What you will do
Find the lines in the listing below that include the word "instance", and report how many there are, with nothing more.

━━━━━ Source material

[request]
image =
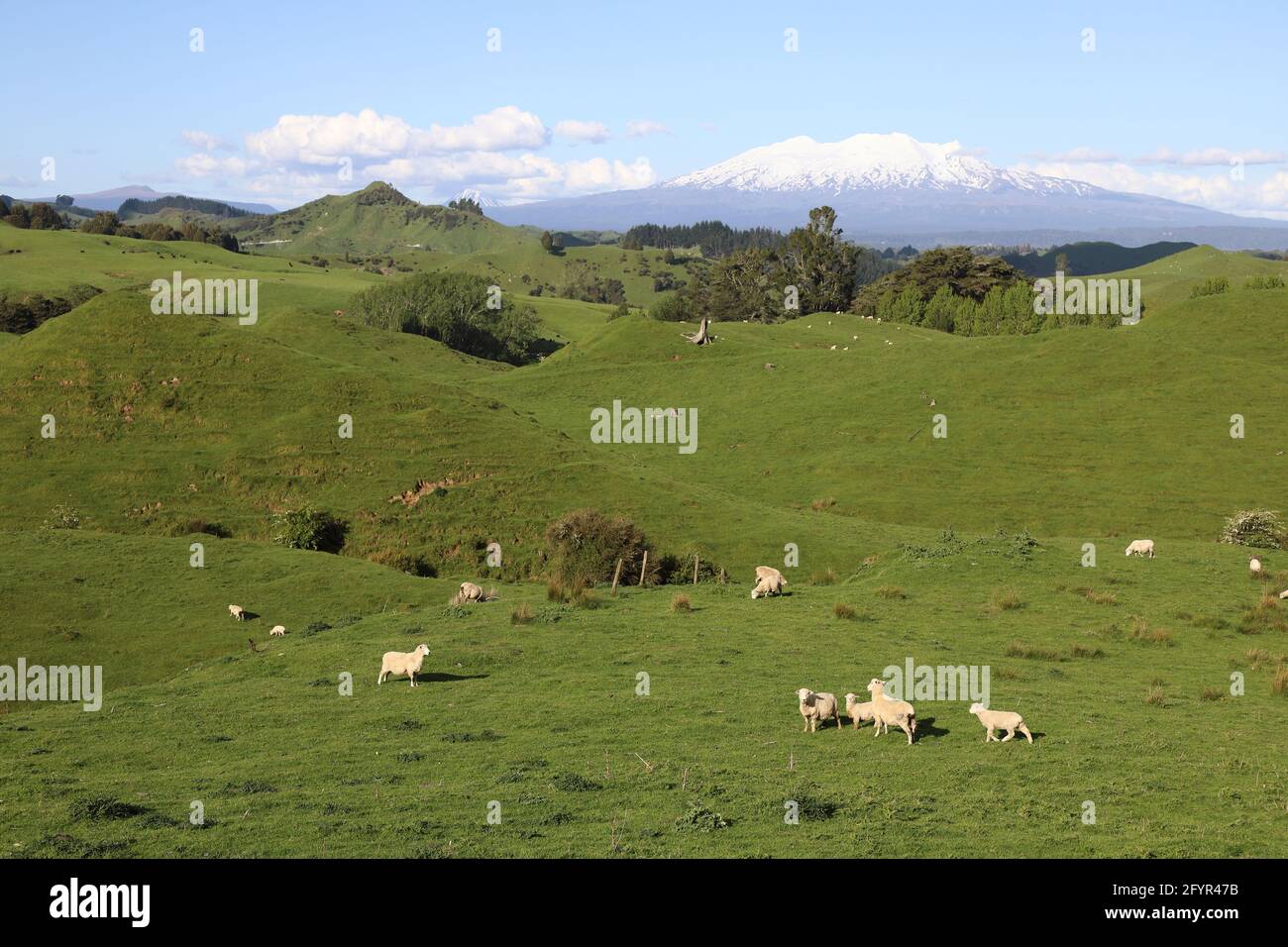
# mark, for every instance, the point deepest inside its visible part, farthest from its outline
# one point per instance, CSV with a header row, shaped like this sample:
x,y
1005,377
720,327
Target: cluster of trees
x,y
463,311
581,282
35,217
21,312
467,204
953,290
110,226
712,237
812,269
197,205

━━━━━━━━━━

Solution below
2